Exercise brief:
Every line of the records below should be restated exactly.

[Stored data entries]
# # # # #

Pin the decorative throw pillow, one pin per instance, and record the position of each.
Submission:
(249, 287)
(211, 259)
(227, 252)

# # # # #

Output of the exercise:
Pin the decorative throw pillow, one pin per instance, and record the position of each.
Submission:
(249, 287)
(211, 259)
(227, 252)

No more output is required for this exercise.